### PAGE EXTRACT
Pale golden lapsang

In my cup; on the Castle,

Pale golden sunlight.

[Updated 7th May 2008--more news as it breaks...]

Posts on this blog are like buses…

Some of the most contented moments I have spent whilst not in company have been spent in the National Library of Scotland.  Tragic, I know, but there it is.  In the course of my work-related historical research there a while back, I came across an interesting sentence in a letter I was transcribing that has had me running a merry goose-chase ever since. 

In a letter dated 17th January 1756 from Robert Dundas of Arniston (1713-1787, Lord Advocate and MP for “Edinburghshire”) to Sir David Dalrymple (3rd Bt. of Hailes, and later Lord Hailes) I came across the following sentence:

I hope the Court of Session will do the Faculty of Advocates justice in expelling from amongst us Mr. Lookup who is a reproach to our body.

### EXERCISE GOAL
Carry on the blog post about the 1756 letter mentioning Mr. Lookup, picking up right after the quoted sentence above.

### GIVEN DATA
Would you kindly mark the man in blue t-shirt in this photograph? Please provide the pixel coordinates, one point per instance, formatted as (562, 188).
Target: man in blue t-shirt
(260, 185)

### TASK OUTPUT
That’s it: no follow-up, no references in later letters, and we do not have Sir David’s reply.  Interesting enough for me to do a bit of rooting around to find out a bit more, I thought.  I was right.

I eventually found three rather intriguing pieces of intelligence in connection with the reproachable Mr Lookup.  The first was his entry in The Faculty of Advocates in Scotland 1532-1943 (S.R.O., 1944):

Son of Mr. John Lookup, minister of Mid Calder, born 1710, died 7 Aug. 1757, mar. Mary MyInton (died 7 Aug. 1757). Suspended 23 June 1756, admitted barrister Mid. Temple 16 May 1740.

So Dundas’s wish came true: Lookup was suspended from the Faculty just five months later.  But under what normal circumstances does a man die on the same day as his wife?  Rather soon for either to have pined away for want of the other.  Had his crime been so reprehensible as to have merited the death sentence, and had his wife been criminally complicit too? I wondered rather dramatically.  But surely his entry would have said if that had been the case?  So I went next to look up the record of his suspension.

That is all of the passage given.